[Dataset items]
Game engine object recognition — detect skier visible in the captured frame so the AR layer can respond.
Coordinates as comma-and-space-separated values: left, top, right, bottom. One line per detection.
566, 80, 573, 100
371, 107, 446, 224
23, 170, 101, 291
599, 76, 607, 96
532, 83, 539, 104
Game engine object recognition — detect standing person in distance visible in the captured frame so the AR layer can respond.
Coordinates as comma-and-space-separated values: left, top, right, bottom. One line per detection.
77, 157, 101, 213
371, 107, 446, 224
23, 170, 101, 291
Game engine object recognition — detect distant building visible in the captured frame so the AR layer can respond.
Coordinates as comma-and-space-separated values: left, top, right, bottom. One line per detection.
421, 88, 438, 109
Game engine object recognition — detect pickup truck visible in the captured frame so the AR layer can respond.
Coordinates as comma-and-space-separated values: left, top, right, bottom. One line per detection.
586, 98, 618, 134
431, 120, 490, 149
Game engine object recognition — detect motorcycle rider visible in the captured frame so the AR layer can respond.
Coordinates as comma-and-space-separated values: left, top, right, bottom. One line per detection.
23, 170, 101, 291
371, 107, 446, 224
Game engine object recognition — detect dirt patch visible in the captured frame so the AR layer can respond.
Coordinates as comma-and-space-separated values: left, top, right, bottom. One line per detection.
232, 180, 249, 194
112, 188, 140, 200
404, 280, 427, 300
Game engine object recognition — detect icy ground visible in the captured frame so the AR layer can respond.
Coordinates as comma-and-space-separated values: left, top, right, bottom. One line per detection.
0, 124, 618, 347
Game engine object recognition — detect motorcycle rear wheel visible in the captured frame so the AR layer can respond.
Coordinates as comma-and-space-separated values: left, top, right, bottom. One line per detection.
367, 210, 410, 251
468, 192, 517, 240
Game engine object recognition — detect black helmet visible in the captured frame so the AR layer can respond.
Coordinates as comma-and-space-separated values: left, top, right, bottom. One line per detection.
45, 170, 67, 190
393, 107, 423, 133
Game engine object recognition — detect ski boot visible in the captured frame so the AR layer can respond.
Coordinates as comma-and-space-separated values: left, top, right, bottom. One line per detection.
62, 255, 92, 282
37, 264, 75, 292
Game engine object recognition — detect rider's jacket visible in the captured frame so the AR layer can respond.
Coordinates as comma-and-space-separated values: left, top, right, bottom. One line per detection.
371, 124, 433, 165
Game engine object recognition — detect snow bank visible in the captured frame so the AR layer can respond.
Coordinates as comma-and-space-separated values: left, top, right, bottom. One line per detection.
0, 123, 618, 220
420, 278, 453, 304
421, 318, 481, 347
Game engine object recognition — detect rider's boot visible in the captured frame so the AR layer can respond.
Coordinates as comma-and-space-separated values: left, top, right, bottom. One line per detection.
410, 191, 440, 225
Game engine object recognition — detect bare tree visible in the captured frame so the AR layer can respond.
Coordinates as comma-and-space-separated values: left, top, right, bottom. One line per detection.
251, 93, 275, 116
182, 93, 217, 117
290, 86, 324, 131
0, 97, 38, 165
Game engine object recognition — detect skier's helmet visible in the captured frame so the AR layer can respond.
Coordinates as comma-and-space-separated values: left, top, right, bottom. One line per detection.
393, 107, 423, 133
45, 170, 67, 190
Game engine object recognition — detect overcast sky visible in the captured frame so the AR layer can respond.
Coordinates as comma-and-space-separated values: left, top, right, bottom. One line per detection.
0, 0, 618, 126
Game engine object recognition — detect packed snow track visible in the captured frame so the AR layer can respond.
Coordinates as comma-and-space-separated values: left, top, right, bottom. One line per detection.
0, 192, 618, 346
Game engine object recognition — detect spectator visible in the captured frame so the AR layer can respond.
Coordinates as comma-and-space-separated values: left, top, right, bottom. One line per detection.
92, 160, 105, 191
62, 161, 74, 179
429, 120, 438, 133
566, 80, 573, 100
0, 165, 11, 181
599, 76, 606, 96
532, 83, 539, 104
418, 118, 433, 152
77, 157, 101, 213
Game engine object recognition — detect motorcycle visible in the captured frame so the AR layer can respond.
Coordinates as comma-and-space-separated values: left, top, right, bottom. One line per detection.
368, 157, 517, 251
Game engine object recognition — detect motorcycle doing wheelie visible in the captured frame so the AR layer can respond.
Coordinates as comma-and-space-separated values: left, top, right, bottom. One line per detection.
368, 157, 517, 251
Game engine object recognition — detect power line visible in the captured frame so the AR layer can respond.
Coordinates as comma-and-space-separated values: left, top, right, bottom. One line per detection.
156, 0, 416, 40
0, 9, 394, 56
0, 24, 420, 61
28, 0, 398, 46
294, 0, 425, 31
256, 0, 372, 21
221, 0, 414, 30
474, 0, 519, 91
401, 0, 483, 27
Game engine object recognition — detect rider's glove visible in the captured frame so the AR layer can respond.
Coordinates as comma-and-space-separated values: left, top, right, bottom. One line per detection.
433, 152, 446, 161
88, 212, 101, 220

- _Work instructions_: Change "captured frame" to "camera frame" in the records from the start up to and including the line with "421, 88, 438, 109", leaving everything else as it is.

- _Solution for this task_:
Game engine object recognition — detect skier visible in the camera frame so the AR layer can respond.
Coordinates as comma-and-space-separated values: left, top, right, bottom. One line per detection.
566, 80, 573, 100
371, 107, 446, 224
23, 170, 101, 291
599, 76, 607, 96
532, 83, 539, 104
Game engine object recognition — detect standing person in distance visible in the camera frame so the AR layer can respond.
Coordinates as comma-and-space-separated values: left, top, right, bottom. One line per detection.
77, 157, 101, 213
371, 107, 446, 224
23, 170, 101, 291
Game engine object recognition — detect distant building visible in the camera frame so the AR layer can respond.
Coordinates as comma-and-space-separated values: left, top, right, bottom. One line per detection.
421, 88, 438, 109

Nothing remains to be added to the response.